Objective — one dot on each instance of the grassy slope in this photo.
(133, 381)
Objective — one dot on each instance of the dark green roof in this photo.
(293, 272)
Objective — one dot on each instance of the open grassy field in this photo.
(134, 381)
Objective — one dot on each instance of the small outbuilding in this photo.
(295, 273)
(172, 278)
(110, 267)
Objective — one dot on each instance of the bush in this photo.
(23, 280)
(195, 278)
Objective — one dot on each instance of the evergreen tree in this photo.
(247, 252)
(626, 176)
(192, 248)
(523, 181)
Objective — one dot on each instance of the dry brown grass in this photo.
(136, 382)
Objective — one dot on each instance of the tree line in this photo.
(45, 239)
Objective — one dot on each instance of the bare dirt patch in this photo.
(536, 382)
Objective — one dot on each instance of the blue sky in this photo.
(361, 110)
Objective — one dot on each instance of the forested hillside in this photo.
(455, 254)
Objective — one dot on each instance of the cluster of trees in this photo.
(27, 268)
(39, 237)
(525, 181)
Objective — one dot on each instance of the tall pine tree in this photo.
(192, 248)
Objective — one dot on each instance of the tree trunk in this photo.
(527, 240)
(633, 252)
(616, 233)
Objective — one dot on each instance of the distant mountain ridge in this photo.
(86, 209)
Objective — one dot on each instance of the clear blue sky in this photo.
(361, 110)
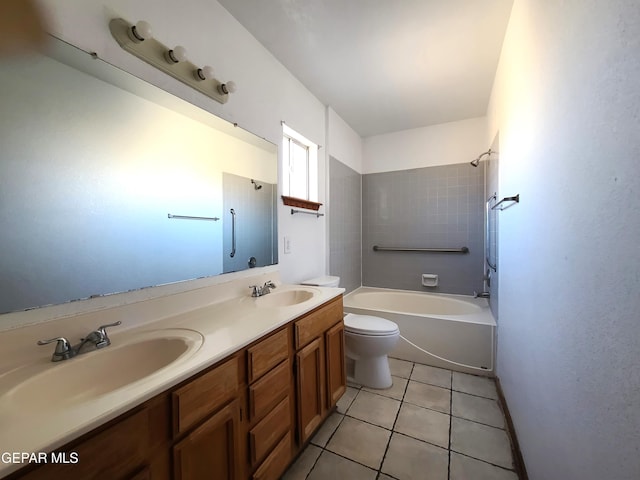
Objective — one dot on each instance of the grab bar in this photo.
(189, 217)
(376, 248)
(515, 199)
(487, 233)
(233, 233)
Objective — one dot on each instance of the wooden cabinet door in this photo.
(212, 450)
(336, 367)
(310, 372)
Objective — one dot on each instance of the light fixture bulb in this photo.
(140, 31)
(176, 55)
(229, 87)
(204, 73)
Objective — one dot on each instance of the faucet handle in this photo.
(63, 349)
(102, 339)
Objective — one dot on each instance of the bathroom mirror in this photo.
(109, 184)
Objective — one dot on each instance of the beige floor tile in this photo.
(432, 375)
(329, 426)
(423, 424)
(303, 464)
(400, 368)
(333, 467)
(360, 441)
(465, 468)
(428, 396)
(347, 398)
(478, 409)
(481, 441)
(395, 391)
(374, 408)
(408, 459)
(475, 385)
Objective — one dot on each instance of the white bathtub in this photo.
(457, 330)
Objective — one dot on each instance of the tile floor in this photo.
(432, 424)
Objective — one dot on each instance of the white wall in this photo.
(566, 103)
(442, 144)
(344, 143)
(267, 92)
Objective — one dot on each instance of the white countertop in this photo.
(226, 326)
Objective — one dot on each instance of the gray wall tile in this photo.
(437, 207)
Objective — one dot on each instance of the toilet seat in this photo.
(369, 325)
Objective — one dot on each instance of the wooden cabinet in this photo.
(310, 386)
(211, 451)
(207, 410)
(335, 361)
(320, 365)
(244, 418)
(135, 446)
(271, 403)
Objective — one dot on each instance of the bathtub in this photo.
(449, 331)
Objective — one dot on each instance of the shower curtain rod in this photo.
(376, 248)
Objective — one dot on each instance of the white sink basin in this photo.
(93, 374)
(284, 298)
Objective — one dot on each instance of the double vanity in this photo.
(205, 383)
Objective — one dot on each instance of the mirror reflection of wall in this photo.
(88, 174)
(253, 203)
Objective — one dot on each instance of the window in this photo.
(300, 167)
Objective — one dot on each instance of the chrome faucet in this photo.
(257, 291)
(96, 340)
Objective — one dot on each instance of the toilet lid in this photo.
(369, 325)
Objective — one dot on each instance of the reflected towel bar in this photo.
(515, 199)
(293, 210)
(376, 248)
(188, 217)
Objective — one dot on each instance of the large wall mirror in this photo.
(93, 162)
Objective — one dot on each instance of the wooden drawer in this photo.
(204, 395)
(267, 354)
(316, 323)
(276, 463)
(269, 390)
(271, 428)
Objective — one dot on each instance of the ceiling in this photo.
(385, 65)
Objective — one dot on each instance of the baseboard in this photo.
(511, 431)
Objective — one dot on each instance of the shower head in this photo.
(476, 162)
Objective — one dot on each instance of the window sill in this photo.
(301, 203)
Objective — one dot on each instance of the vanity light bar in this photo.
(171, 61)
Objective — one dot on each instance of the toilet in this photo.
(367, 340)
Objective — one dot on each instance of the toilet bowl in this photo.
(368, 340)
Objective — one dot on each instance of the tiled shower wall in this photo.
(432, 207)
(345, 220)
(493, 219)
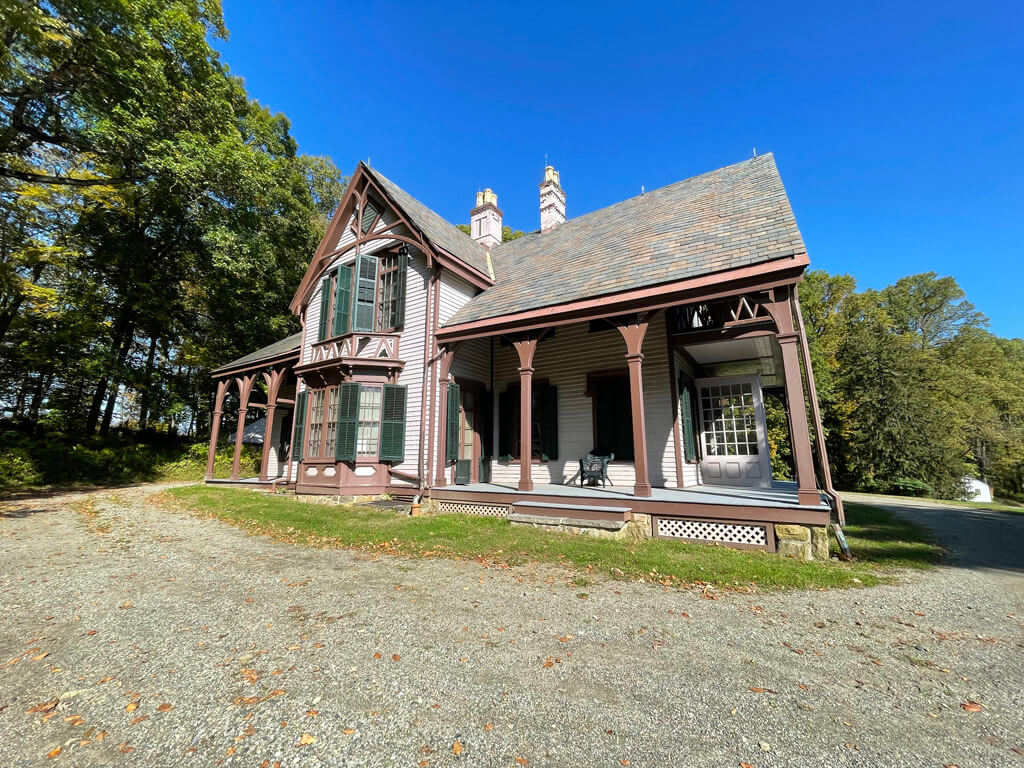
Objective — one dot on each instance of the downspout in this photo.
(812, 393)
(421, 465)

_ _ _ _ _ _ _

SHORT PROBLEM –
Can you lay out all of the material above as a numbered list of its lines, with blank lines skipped and the pictures left out?

EXERCISE OUTPUT –
1. Objective — one dot on each instance of the grassy slope in this photo.
2. (133, 381)
3. Objective — one dot on each instance of the dark green roof in this photo.
4. (293, 272)
5. Objective — one dot on each instance of the open grassy field in this photo.
6. (134, 381)
7. Objective — one dot on each instance of the small outbuilding in this photo.
8. (295, 273)
9. (172, 278)
10. (110, 267)
11. Objective — one dot on each instance of the bush in this photo.
12. (23, 280)
13. (195, 278)
14. Objective — one dot on each instance of the evergreen tree in this photo.
15. (247, 252)
16. (626, 176)
17. (192, 248)
18. (523, 181)
19. Objective — one dot on each instance of the dry brown grass in this photo.
20. (136, 382)
21. Objective — one dot on each instance of the tree line in this photo.
22. (45, 239)
23. Objective — one dot on each instance of the bare dirt patch in this photo.
24. (536, 382)
25. Objective — one dot on each instance of the blue sky in this photo.
26. (361, 110)
27. Objective — one dot on each instance of the forested hillside in this photo.
28. (455, 254)
29. Objective — one dot on each instance of the cluster of trees in this photo.
30. (27, 268)
31. (39, 237)
32. (525, 181)
33. Objective — one dot on each instance of the tall pine tree in this photo.
34. (192, 248)
35. Objective — one dot on each instance of the tree trunk in this photo.
36. (527, 240)
37. (633, 252)
38. (616, 233)
39. Objective — one dot on each instance of the distant mountain ridge in this photo.
40. (86, 209)
41. Objective — one dot on each instance of the clear blue sky in this photo.
42. (361, 110)
43. Objective — one dot on each instance of the grab bar in this photo.
44. (189, 217)
45. (376, 248)
46. (515, 199)
47. (487, 233)
48. (233, 233)
49. Objective — one dot on each instance of the wooden cabinet door in this photo.
50. (212, 450)
51. (336, 367)
52. (310, 372)
53. Objective — one dot on each instance of the light fixture bulb in this photo.
54. (140, 31)
55. (176, 55)
56. (229, 87)
57. (204, 73)
58. Objective — one dot on each instance of the faucet handle in this photo.
59. (63, 349)
60. (102, 339)
61. Objective — one dot on each instance of the bathroom mirror in this photo.
62. (109, 184)
63. Objective — one dot on each instance of the beige floor tile in this photo.
64. (432, 375)
65. (329, 426)
66. (423, 424)
67. (303, 464)
68. (400, 368)
69. (333, 467)
70. (360, 441)
71. (465, 468)
72. (428, 396)
73. (347, 398)
74. (478, 409)
75. (481, 441)
76. (395, 391)
77. (374, 408)
78. (408, 459)
79. (475, 385)
80. Objective — one dot on each instance of the white bathtub in this photo.
81. (457, 330)
82. Objective — one dot on each instance of the tile floor in this photo.
83. (432, 424)
84. Objective — one dot on each instance of the white wall in this photo.
85. (566, 103)
86. (442, 144)
87. (344, 143)
88. (267, 92)
89. Objective — one dot on each instance of the white countertop in this photo.
90. (226, 326)
91. Objective — one dot on each instance of the gray wall tile in this photo.
92. (437, 207)
93. Objective — one dot on each instance of the toilet seat in this photo.
94. (369, 325)
95. Objective — one dot on each instance of the wooden cabinet in this photo.
96. (310, 386)
97. (211, 451)
98. (207, 410)
99. (335, 361)
100. (320, 365)
101. (244, 418)
102. (135, 446)
103. (271, 403)
104. Objective — one dot on each instance of the bathtub in this photo.
105. (449, 331)
106. Objective — one dot on each instance of the shower curtain rod in this photo.
107. (376, 248)
108. Objective — one dot on each instance of the white sink basin in this photo.
109. (93, 374)
110. (284, 298)
111. Objective — one dot on each instance of the double vanity in this photo.
112. (205, 383)
113. Objective — one dot on each instance of the mirror reflection of wall in this photo.
114. (88, 174)
115. (253, 203)
116. Objective — one dot on each instance of the window in this photo.
117. (300, 167)
118. Objective — one dot on each instance of the chrome faucet in this photo.
119. (257, 291)
120. (96, 340)
121. Objective — one dot on each instance of the toilet lid in this photo.
122. (369, 325)
123. Objective — one dot on each instance of the reflected towel bar in this photo.
124. (515, 199)
125. (293, 210)
126. (376, 248)
127. (188, 217)
128. Objective — one dot on each instance of the large wall mirror in this photo.
129. (93, 162)
130. Objective — one dot on each instance of the wooden drawer in this photo.
131. (204, 395)
132. (267, 354)
133. (316, 323)
134. (276, 463)
135. (269, 390)
136. (271, 428)
137. Objective — one dot on each instance of the ceiling in this photo.
138. (385, 65)
139. Objective — one dot on each instance of the baseboard in this photo.
140. (511, 431)
141. Objective — one dot on each instance of the shower head in this photo.
142. (476, 162)
143. Objective — one dot on each instance of the window sill in this photo.
144. (301, 203)
145. Objective — one dot on each instance of the vanity light bar in this photo.
146. (171, 61)
147. Objective — one dot on each instance of the toilet in this photo.
148. (367, 340)
149. Objective — one dot on each instance of the toilet bowl in this photo.
150. (368, 340)
151. Objective — one dot on each instance of the tiled shower wall in this photo.
152. (432, 207)
153. (345, 220)
154. (493, 219)
155. Objective — one dot on each instance of the downspout in this photo.
156. (812, 393)
157. (421, 465)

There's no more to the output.